### Source text
These differences between Federal and State policies and procedures and the application to them of the supercession on exclusivity doctrine are reflected in a number of decisions of the Supreme Court of the United States. For example, in McDetmott v. Wisconsin, 228 U.S. 115 (1913), a State labeling regulation was found to destroy rights arising out of the Food and Drugs Act of 1906, although then there was no "direct and positive conflict" between the Federal and State statute or regulation. In Garner v. Teamsters, 364 U.S. 485 (1953), duplication of enforcement procedures itself was found to be incompatible with the preemption principle. The Court said:

A multiplicity of tribunals and a diversity of procedures are quite as apt to produce incompatible or conflicting adjudications as are different rules of substantive law. And the reasons for excluding State administrative bodies from assuming control of matters expressly placed within the competence of the Federal board also exclude State courts from like action (346 U.S. at p. 491).

Where the Federal law is deemed by the Court to have occupied the field in which the State law operates, under the governing deci

sions, the latter cannot stand even though there is no clear conflict between the two. Campbell v. Hussey, 368 U.S. 297 (1961); Bethlehem Steel Co. v. New York State Labor Relations Board, 330 U.S. 767 (1947); Cloverleaf Butter Co. v. Patterson, 315 U.S. 148 (1942); Napier v. Atlantic Coast Line R. Co., 272 U.S. 605 (1926); OregonWashington R. and Navigation Co. v. Washington, 270 U.S. 87 (1926). In the cases cited, there was no "direct and positive" conflict between Federal and State law. We must assume that, under section 2 of S. 387, the protection afforded the food industry by the principles applied in those decisions would be removed.

For the reasons which I have stated, the National Association of Frozen Food Packers is opposed to the enactment of S. 387. A resolution of the board of directors of the association to this effect is attached to this statement. I should like to restate our basic reason for this position: That, to the extent that misbranding and deception are the targets of the bill, they can be dealt with by vigorous enforcement of present law under provisions which afford reasonable safeguards against arbitrary administrative action; and that, to the extent that the bill would permit, by discretionary agency regulation, the control' of business practices which are not misleading or deceptive, it is unwise and unnecessary.

Thank you very much.

(The National Association of Frozen Food Packers' resolution of board of directors submitted by Mr. Williams may be found on p. 497.) Senator HART. Thank you very much, Mr. Williams. I am sure I have expressed the reaction of each of us at the committee table here when I say that since yours is a statement that emphasizes strongly the legal and technical implications we will all have to reread it carefully. Certainly I will.

The old problem of preemption is one that one hates to face any time. We want to make sure we understand the effect, and then determine whether that is the effect we, in fact, want.

### Task a
Copy out, unchanged, the records from the line containing "identify the boy" through the last line of the records.
The testimony on S. 387 and the records are unrelated material.

### Records for the task

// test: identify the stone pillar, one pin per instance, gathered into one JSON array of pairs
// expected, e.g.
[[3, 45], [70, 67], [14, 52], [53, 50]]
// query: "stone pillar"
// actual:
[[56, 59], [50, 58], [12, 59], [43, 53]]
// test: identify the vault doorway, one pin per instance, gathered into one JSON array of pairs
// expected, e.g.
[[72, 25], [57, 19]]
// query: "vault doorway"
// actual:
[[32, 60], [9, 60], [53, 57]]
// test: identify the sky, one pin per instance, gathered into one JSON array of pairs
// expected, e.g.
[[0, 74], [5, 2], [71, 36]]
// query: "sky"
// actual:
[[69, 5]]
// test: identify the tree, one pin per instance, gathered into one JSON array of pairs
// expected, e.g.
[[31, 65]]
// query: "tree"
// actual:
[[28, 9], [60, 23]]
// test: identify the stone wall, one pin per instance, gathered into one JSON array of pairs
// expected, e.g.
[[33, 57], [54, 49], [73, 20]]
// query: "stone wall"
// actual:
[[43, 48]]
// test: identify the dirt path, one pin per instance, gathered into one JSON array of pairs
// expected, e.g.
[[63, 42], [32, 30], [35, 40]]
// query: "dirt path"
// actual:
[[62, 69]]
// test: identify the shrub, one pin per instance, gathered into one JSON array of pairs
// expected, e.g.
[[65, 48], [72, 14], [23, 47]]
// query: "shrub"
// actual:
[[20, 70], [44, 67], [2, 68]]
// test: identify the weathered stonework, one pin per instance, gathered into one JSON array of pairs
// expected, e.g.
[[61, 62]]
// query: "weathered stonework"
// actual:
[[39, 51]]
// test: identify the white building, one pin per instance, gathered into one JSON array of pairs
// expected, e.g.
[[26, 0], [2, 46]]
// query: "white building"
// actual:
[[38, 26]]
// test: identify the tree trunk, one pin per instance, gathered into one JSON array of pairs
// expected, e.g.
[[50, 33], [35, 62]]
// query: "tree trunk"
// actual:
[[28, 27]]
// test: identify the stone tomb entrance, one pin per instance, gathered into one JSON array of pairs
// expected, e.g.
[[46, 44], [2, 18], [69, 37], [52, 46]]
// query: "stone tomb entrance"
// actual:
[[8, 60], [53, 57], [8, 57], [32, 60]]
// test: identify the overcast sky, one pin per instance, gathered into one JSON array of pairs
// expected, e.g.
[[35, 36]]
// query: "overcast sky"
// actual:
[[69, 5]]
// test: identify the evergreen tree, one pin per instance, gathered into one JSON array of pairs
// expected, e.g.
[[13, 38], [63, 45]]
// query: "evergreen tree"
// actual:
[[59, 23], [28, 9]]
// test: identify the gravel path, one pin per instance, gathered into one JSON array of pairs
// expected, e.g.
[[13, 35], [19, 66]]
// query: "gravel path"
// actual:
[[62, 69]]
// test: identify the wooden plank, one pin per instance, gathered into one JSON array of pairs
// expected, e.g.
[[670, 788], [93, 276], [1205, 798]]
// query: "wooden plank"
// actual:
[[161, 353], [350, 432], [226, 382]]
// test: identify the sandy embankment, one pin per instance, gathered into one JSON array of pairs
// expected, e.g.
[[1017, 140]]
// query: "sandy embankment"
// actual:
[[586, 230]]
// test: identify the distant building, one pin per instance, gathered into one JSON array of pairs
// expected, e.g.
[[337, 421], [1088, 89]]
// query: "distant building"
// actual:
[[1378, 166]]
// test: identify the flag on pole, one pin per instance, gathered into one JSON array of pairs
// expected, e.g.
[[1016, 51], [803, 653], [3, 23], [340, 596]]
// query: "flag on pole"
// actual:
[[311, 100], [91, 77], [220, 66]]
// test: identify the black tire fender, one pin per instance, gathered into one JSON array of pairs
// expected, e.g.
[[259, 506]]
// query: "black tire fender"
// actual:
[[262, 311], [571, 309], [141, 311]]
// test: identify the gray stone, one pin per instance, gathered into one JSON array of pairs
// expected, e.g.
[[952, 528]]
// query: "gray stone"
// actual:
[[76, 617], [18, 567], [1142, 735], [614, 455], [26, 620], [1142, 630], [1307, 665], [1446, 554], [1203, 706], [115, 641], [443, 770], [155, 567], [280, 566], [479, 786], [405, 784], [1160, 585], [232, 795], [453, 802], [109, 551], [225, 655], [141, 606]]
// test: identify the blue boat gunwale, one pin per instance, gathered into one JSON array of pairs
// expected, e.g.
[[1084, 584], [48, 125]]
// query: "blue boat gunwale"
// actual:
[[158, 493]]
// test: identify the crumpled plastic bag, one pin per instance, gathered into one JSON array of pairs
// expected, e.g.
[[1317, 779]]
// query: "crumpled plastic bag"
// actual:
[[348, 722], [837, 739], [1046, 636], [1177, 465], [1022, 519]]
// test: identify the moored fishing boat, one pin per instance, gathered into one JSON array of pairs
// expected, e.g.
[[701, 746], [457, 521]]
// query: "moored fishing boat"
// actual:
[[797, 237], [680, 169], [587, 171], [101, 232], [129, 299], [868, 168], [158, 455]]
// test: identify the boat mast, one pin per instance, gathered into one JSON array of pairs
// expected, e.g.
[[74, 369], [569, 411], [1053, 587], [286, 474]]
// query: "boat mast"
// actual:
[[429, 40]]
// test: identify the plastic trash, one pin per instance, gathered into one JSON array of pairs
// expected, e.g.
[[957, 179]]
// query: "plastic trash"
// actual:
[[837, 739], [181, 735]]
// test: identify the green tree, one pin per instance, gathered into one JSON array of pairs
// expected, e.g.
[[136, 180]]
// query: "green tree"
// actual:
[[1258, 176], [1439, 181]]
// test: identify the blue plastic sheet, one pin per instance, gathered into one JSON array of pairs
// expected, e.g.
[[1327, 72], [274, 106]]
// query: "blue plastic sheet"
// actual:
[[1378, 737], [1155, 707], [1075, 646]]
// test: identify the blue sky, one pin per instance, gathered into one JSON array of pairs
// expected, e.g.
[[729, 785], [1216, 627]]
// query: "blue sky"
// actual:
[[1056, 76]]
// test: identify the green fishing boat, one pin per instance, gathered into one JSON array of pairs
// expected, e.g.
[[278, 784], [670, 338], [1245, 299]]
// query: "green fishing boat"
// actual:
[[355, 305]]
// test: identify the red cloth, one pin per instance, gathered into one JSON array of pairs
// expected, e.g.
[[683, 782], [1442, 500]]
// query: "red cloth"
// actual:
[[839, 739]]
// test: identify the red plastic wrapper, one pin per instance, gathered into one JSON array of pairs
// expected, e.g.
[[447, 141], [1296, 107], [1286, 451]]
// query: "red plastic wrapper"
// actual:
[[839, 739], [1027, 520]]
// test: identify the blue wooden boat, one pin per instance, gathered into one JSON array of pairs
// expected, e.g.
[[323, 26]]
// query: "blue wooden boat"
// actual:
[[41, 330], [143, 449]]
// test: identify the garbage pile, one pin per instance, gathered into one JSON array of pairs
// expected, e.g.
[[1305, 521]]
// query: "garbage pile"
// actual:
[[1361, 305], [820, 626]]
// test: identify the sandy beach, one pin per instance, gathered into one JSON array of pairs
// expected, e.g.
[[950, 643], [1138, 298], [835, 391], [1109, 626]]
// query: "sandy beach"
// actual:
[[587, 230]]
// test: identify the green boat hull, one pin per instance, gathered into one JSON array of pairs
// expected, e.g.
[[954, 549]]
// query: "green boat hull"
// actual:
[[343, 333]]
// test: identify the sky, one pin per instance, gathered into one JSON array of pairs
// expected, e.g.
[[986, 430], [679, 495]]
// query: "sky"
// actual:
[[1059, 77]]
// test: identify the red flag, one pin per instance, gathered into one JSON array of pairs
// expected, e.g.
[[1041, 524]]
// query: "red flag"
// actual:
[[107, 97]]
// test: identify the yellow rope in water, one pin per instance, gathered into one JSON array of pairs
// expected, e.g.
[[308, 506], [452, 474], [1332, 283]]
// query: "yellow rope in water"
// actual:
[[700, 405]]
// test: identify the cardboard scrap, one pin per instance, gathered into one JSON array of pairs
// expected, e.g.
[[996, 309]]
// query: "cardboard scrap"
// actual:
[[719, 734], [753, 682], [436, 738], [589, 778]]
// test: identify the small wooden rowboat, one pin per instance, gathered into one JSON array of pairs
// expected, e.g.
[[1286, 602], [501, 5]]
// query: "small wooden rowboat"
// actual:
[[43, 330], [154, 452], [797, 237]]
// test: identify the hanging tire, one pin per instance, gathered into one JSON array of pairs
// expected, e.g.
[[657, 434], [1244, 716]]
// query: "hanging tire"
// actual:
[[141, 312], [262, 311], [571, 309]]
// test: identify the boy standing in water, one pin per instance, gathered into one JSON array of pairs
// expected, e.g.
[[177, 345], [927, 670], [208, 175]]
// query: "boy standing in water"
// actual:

### Task b
According to the testimony on S. 387, which organization opposes the bill's enactment?

### Response a
// test: identify the boy standing in water, one pin per instance, gathered into one JSON array of pairs
// expected, e.g.
[[177, 345], [927, 670], [208, 175]]
// query: "boy standing in water"
// actual:

### Response b
The National Association of Frozen Food Packers.